* Start GIVEN DATA *

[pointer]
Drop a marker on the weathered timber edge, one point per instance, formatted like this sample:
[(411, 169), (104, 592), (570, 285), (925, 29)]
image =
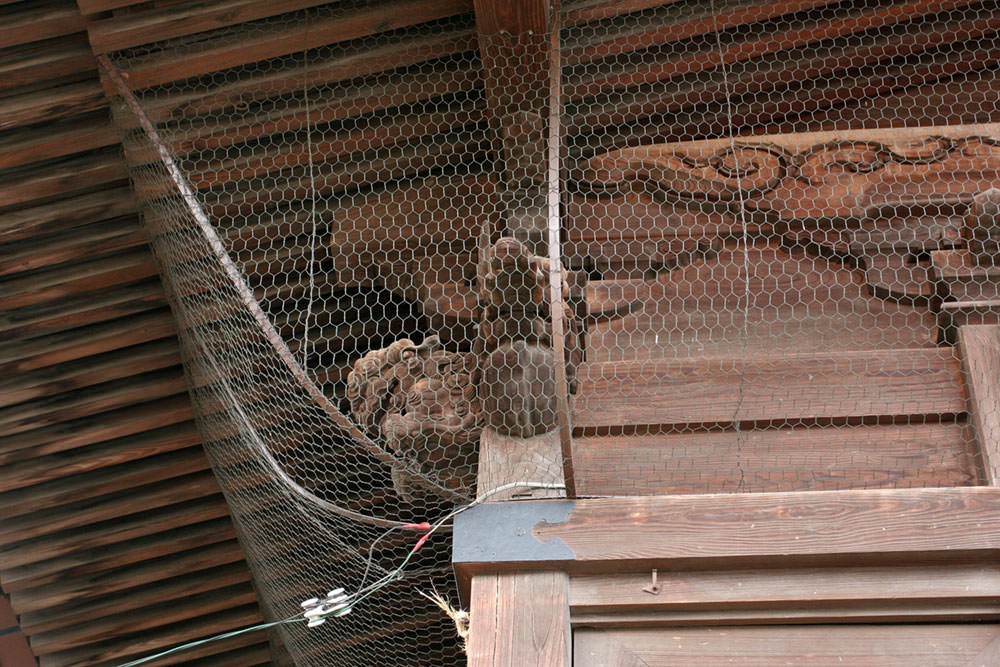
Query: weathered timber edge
[(721, 530)]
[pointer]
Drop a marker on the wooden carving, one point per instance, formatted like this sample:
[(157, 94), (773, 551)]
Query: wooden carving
[(809, 176), (981, 230), (421, 400)]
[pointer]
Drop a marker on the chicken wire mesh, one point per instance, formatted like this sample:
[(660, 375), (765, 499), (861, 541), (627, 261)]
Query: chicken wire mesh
[(724, 247)]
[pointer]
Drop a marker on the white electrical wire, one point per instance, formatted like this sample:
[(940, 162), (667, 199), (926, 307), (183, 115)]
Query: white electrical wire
[(342, 604)]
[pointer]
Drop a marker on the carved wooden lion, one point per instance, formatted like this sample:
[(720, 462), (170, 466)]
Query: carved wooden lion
[(420, 399)]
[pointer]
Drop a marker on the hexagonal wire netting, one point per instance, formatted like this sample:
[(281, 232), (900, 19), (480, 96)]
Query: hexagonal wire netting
[(773, 218)]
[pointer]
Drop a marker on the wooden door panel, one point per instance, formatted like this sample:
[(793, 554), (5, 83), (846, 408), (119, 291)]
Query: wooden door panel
[(927, 645)]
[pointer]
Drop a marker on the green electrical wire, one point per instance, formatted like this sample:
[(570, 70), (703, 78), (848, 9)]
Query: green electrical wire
[(226, 635)]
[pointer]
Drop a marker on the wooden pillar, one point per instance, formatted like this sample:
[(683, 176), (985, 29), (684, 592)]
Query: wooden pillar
[(514, 44), (519, 618)]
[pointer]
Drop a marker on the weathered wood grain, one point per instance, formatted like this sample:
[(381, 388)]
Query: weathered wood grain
[(979, 348), (781, 588), (889, 645), (820, 525), (520, 619), (786, 459), (282, 40), (785, 389)]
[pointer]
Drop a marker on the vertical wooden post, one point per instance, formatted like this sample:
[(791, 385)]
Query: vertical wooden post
[(979, 346), (514, 47), (523, 619), (519, 619)]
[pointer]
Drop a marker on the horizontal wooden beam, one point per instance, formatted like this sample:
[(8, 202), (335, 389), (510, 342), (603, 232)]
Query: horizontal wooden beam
[(834, 387), (729, 530), (788, 595)]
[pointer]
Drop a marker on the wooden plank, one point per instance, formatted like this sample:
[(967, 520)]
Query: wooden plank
[(791, 40), (793, 388), (734, 530), (60, 315), (49, 142), (764, 646), (145, 620), (78, 174), (161, 591), (13, 645), (51, 104), (786, 459), (152, 496), (153, 641), (184, 18), (98, 428), (38, 21), (88, 241), (126, 528), (347, 61), (519, 619), (990, 655), (67, 213), (20, 356), (34, 63), (92, 562), (889, 588), (96, 400), (979, 348), (506, 459), (352, 23), (70, 281), (87, 372), (41, 484)]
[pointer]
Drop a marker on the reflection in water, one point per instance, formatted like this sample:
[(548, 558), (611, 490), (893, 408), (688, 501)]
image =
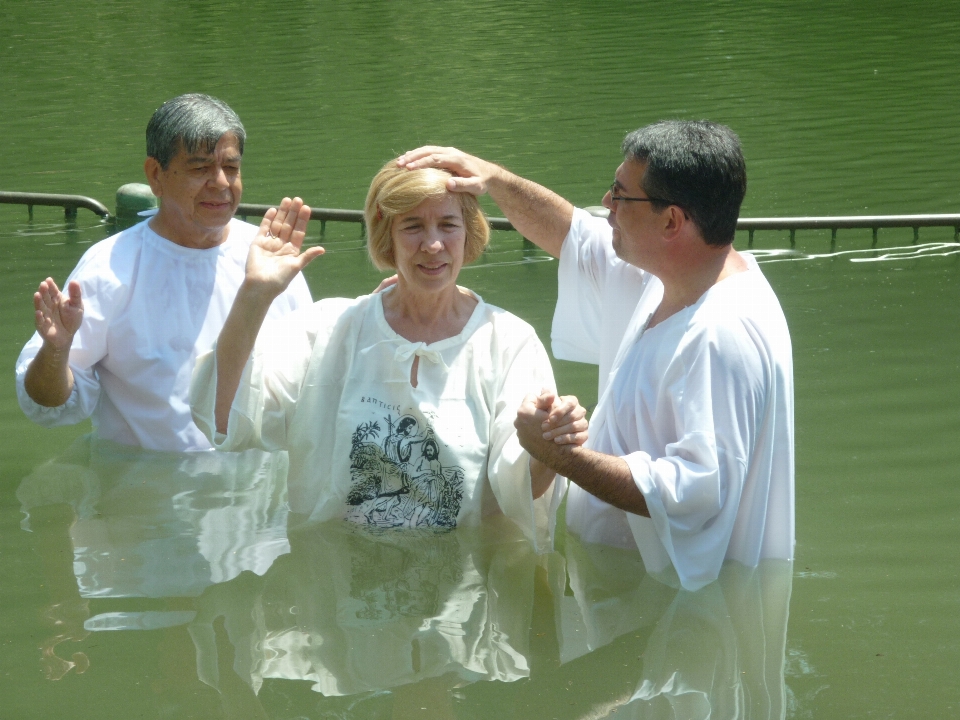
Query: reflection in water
[(906, 252), (384, 622)]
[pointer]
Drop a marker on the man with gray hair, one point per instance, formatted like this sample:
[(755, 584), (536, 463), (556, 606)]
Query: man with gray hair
[(120, 344), (690, 456)]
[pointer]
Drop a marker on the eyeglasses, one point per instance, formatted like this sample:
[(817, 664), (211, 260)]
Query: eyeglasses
[(614, 197)]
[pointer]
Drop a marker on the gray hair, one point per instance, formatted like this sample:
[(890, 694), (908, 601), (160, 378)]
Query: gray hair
[(195, 122), (697, 165)]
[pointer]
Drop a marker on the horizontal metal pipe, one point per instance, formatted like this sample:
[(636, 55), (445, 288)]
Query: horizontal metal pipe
[(499, 223), (64, 201), (852, 221)]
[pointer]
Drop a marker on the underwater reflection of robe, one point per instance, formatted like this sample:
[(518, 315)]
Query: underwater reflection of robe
[(152, 524), (356, 610), (631, 645)]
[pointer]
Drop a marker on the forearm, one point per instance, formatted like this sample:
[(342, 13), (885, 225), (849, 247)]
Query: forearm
[(49, 380), (539, 214), (234, 346), (605, 476)]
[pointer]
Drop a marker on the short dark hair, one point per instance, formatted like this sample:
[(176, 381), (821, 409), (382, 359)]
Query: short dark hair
[(193, 122), (697, 165)]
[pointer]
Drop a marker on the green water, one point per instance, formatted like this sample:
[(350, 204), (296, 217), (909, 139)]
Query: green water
[(842, 108)]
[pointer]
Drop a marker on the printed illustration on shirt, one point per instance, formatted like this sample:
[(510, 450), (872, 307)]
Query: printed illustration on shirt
[(400, 480)]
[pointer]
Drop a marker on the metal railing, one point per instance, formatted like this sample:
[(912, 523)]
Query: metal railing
[(246, 210), (70, 204), (863, 222)]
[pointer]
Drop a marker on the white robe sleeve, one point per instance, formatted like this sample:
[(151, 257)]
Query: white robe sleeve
[(584, 260), (693, 490), (272, 379), (525, 369)]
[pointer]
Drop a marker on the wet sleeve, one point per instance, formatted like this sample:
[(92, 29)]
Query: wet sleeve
[(525, 369), (585, 257)]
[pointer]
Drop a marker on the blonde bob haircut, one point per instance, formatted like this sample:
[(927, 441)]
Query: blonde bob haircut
[(395, 191)]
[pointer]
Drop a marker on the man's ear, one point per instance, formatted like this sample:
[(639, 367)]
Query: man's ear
[(153, 171), (674, 218)]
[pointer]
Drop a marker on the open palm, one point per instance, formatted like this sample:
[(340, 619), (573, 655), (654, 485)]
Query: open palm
[(275, 255), (58, 315)]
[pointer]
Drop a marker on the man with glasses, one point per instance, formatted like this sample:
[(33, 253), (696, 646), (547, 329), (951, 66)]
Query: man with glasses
[(690, 456)]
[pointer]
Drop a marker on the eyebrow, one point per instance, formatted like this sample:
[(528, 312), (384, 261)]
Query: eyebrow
[(420, 218), (211, 158)]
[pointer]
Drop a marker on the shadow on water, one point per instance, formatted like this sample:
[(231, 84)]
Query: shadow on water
[(191, 552)]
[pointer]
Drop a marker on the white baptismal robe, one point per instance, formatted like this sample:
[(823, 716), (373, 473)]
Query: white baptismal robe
[(332, 386), (150, 307), (700, 407)]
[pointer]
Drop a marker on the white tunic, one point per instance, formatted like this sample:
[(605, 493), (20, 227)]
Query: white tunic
[(150, 307), (332, 386), (700, 407)]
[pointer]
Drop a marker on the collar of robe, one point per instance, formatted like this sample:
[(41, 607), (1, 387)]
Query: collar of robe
[(405, 352)]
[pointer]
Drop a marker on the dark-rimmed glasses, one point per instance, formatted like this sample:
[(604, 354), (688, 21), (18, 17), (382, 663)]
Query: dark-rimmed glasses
[(614, 197)]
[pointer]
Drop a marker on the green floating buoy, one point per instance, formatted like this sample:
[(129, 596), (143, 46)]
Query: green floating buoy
[(134, 198)]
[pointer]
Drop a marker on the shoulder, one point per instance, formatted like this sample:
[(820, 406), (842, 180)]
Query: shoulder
[(740, 317), (112, 261), (504, 333)]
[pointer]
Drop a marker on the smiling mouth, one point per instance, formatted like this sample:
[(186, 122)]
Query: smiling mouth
[(432, 269)]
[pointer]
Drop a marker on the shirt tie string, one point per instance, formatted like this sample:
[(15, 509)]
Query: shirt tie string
[(405, 352)]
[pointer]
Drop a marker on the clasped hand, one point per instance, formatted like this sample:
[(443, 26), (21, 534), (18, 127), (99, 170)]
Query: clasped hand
[(547, 424)]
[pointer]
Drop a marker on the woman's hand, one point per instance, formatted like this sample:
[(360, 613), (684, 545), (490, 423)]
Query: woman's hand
[(57, 316), (566, 421), (275, 255)]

* End GIVEN DATA *

* **EXERCISE PROMPT**: Update the items from the very start up to and including the line with "[(773, 218)]" by replacing "Drop a marker" with "Place a marker" and leaving everything else unchanged. Leave the pictures out of your answer.

* **OUTPUT FOR THIS EXERCISE**:
[pointer]
Place a marker on the weathered timber edge, one point per instance, formatted like this sample:
[(411, 169), (104, 592), (570, 285), (925, 29)]
image =
Query: weathered timber edge
[(721, 530)]
[pointer]
Place a marker on the wooden carving, one point per instance, formatted like this sample:
[(157, 94), (773, 551)]
Query: wooden carving
[(809, 176), (981, 230), (421, 400)]
[pointer]
Place a marker on the chicken wire mesh, one point per instance, formatted like this sample:
[(660, 375), (765, 499), (861, 541), (627, 261)]
Query: chicken wire mesh
[(724, 247)]
[pointer]
Place a marker on the white electrical wire, one point per instance, formatted like this sample:
[(940, 162), (667, 199), (926, 307), (183, 115)]
Query: white electrical wire
[(342, 604)]
[pointer]
Place a marker on the carved wooden lion, one point per instance, formatted like this sample:
[(720, 462), (170, 466)]
Query: carved wooden lion
[(420, 399)]
[pointer]
Place a marker on the hexagonal wire netting, one point per instance, formatted like this sample:
[(281, 232), (900, 19), (480, 96)]
Query: hexagonal wire netting
[(773, 218)]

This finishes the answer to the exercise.